Find the line with "locate stadium seating?" in the entries below, then reproduce it and every line after it down to and including the line with "locate orange trim on jersey?", exactly.

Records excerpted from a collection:
□ □ □ □ □ □ □

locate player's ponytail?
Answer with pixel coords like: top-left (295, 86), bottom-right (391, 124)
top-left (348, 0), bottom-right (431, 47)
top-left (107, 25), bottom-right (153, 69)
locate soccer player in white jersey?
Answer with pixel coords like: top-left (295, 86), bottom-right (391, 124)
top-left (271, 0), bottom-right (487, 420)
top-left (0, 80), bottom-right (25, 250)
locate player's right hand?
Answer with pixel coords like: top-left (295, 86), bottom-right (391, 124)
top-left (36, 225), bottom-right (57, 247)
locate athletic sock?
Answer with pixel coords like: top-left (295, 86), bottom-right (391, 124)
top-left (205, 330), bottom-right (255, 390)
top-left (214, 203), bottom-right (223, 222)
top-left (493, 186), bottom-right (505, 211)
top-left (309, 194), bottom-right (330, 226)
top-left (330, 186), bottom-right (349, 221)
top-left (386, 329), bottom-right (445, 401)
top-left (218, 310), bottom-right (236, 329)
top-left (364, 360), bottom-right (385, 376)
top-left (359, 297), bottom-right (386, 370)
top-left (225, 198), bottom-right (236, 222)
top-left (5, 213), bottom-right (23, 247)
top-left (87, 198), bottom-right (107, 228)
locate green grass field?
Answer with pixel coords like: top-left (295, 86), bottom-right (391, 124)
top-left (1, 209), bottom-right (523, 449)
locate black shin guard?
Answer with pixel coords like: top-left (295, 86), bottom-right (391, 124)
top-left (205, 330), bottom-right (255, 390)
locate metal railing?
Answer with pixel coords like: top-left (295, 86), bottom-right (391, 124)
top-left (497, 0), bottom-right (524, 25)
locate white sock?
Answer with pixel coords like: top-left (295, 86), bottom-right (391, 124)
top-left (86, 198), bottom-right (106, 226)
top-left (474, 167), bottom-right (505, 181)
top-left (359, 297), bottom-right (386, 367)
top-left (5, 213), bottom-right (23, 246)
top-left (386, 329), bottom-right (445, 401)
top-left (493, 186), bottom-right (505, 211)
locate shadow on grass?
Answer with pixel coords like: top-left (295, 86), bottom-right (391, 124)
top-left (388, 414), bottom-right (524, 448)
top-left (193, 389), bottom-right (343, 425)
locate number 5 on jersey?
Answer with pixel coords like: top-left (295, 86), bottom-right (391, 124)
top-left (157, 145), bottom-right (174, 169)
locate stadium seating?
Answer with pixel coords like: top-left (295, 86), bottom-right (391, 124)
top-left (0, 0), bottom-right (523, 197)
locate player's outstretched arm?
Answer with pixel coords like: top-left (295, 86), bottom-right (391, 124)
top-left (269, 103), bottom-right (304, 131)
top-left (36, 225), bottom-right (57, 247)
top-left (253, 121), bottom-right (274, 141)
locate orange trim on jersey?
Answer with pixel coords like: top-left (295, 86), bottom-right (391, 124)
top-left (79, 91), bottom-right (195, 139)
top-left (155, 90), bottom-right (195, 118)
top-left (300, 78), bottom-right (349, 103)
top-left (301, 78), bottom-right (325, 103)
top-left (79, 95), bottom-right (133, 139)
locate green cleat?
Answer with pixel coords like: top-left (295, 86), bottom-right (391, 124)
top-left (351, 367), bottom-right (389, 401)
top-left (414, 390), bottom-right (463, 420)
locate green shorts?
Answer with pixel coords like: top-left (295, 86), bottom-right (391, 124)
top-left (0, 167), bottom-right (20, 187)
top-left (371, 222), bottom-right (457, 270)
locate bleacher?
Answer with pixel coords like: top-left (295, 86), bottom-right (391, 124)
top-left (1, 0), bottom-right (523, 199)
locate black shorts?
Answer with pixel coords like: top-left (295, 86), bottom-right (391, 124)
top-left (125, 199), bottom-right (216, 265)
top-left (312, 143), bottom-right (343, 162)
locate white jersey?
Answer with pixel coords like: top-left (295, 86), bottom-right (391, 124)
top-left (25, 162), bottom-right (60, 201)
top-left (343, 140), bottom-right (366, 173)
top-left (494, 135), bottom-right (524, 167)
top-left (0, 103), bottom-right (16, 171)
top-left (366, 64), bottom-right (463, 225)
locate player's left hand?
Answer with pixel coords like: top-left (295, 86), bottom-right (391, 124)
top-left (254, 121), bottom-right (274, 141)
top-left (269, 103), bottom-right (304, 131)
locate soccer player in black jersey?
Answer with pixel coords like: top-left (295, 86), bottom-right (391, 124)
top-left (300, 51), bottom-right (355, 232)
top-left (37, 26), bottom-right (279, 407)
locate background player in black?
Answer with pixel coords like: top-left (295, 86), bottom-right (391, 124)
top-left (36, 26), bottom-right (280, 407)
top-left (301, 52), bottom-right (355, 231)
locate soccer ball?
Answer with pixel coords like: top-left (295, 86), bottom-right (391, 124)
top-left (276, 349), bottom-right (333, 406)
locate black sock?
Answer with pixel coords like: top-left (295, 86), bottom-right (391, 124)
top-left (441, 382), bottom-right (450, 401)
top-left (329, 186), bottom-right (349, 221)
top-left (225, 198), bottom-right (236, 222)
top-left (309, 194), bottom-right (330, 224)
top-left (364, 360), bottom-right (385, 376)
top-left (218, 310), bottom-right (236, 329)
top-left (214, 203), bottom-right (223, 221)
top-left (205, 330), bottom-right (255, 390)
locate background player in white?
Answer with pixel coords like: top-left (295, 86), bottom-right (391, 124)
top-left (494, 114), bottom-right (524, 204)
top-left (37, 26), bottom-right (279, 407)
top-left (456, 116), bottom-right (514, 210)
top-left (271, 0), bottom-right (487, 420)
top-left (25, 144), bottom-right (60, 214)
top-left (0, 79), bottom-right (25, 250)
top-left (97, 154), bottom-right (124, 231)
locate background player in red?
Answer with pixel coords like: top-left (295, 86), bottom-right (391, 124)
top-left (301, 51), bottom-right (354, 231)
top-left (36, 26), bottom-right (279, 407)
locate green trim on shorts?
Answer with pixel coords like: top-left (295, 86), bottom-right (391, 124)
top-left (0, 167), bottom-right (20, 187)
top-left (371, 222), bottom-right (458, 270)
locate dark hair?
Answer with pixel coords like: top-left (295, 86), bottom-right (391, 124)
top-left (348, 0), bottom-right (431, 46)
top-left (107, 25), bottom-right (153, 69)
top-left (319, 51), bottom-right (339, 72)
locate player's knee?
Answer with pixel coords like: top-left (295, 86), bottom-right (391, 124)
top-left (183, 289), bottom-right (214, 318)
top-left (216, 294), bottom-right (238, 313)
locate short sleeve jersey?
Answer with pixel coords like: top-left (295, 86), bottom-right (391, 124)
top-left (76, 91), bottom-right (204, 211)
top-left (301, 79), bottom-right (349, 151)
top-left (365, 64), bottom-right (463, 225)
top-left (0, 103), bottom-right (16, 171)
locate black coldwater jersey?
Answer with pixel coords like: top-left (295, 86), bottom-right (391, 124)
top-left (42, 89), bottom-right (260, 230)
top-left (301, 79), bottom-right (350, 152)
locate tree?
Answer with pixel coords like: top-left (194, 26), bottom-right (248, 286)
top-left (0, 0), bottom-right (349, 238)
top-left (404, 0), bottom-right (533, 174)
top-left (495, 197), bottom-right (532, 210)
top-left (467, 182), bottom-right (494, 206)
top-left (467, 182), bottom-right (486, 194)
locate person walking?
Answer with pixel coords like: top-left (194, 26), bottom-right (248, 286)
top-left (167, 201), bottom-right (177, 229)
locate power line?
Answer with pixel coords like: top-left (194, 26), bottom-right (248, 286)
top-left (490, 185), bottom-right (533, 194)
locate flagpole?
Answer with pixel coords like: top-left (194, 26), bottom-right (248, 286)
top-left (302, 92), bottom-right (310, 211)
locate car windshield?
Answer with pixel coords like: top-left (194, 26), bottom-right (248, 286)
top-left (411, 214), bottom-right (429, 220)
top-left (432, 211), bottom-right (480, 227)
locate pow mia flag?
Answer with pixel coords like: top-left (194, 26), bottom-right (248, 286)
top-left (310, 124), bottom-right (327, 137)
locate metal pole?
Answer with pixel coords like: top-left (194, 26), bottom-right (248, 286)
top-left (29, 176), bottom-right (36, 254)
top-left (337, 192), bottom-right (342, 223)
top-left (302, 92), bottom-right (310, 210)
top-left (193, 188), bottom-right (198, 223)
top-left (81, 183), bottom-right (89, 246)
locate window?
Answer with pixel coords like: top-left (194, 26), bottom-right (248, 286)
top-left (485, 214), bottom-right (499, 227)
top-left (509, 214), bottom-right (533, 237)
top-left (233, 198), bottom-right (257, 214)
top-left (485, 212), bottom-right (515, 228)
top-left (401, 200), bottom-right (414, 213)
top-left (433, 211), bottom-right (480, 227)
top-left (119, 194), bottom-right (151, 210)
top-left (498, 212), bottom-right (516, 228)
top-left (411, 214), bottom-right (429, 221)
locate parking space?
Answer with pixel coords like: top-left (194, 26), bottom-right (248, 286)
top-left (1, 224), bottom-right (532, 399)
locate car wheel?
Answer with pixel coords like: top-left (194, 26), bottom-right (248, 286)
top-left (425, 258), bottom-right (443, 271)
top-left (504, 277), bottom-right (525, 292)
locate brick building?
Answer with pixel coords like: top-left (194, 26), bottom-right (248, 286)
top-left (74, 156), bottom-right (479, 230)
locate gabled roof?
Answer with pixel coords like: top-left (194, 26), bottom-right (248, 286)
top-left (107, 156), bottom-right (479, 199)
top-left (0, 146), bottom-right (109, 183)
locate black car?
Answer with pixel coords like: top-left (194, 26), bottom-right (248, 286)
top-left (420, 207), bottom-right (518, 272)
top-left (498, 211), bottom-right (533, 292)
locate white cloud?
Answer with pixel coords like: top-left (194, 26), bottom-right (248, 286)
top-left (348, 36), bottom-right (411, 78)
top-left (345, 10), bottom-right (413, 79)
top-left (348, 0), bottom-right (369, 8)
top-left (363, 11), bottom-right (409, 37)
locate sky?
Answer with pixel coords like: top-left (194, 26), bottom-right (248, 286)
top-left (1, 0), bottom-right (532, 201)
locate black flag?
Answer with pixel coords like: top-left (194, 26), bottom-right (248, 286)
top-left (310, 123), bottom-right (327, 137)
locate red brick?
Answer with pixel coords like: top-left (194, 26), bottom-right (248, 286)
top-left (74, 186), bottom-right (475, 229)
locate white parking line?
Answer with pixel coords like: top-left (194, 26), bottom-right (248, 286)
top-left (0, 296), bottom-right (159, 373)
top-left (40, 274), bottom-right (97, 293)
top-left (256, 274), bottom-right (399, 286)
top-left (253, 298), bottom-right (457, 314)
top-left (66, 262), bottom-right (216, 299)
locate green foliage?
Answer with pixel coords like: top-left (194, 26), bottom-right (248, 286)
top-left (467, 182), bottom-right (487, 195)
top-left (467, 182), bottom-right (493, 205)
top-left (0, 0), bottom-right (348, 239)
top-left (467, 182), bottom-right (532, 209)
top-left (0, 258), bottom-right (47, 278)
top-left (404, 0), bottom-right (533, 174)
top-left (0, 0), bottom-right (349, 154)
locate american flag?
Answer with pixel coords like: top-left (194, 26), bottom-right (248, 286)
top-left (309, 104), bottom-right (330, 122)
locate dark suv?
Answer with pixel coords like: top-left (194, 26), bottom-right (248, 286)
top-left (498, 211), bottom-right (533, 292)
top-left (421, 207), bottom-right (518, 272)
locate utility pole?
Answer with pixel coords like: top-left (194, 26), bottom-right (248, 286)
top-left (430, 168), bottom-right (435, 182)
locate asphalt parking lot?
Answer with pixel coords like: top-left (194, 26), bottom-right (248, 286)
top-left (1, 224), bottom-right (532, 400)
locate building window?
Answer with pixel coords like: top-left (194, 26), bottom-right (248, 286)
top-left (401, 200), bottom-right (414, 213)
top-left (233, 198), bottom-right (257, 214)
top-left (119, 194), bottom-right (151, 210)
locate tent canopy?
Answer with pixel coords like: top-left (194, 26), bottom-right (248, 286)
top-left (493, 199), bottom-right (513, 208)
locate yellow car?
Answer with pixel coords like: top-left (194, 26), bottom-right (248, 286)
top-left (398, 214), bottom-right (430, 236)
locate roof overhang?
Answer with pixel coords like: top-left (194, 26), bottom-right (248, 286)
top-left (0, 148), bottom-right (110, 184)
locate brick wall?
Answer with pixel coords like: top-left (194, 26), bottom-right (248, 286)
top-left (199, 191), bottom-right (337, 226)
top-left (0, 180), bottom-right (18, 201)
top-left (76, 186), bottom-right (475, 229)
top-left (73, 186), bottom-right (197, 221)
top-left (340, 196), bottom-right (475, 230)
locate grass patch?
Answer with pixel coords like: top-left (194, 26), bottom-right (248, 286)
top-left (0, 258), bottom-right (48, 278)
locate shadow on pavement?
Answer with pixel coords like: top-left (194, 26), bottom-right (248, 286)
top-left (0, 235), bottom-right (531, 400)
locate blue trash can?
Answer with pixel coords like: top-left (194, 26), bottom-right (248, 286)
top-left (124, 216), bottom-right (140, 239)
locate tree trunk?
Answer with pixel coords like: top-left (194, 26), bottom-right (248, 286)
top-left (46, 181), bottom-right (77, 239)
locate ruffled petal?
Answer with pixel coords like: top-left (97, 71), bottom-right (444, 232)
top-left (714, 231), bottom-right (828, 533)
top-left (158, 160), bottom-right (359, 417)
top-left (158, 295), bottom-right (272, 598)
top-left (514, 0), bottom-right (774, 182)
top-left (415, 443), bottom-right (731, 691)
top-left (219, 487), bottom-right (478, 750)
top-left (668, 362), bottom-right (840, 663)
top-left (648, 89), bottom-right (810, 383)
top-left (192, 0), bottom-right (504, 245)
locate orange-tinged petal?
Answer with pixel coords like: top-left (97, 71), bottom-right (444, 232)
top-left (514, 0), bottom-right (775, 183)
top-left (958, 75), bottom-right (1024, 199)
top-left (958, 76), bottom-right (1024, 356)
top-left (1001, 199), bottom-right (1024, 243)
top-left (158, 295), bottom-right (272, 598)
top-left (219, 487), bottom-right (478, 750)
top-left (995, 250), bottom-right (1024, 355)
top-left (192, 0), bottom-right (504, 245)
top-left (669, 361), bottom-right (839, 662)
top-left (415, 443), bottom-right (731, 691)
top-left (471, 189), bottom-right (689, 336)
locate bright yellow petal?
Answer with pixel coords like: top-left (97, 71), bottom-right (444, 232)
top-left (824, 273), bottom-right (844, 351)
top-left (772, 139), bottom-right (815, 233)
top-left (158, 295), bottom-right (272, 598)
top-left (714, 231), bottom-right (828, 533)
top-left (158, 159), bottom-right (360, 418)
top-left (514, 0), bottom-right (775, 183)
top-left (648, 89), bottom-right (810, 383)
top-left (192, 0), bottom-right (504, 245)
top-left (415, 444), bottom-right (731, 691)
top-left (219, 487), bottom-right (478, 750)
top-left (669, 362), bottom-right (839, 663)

□ □ □ □ □ □ □

*Exercise result*:
locate stadium seating?
Answer with pixel coords like: top-left (295, 86), bottom-right (391, 124)
top-left (0, 0), bottom-right (523, 197)
locate player's outstretched arm?
Answer with pixel coords like: top-left (295, 86), bottom-right (391, 124)
top-left (269, 103), bottom-right (304, 131)
top-left (36, 225), bottom-right (57, 247)
top-left (253, 121), bottom-right (274, 141)
locate orange trim on jersey?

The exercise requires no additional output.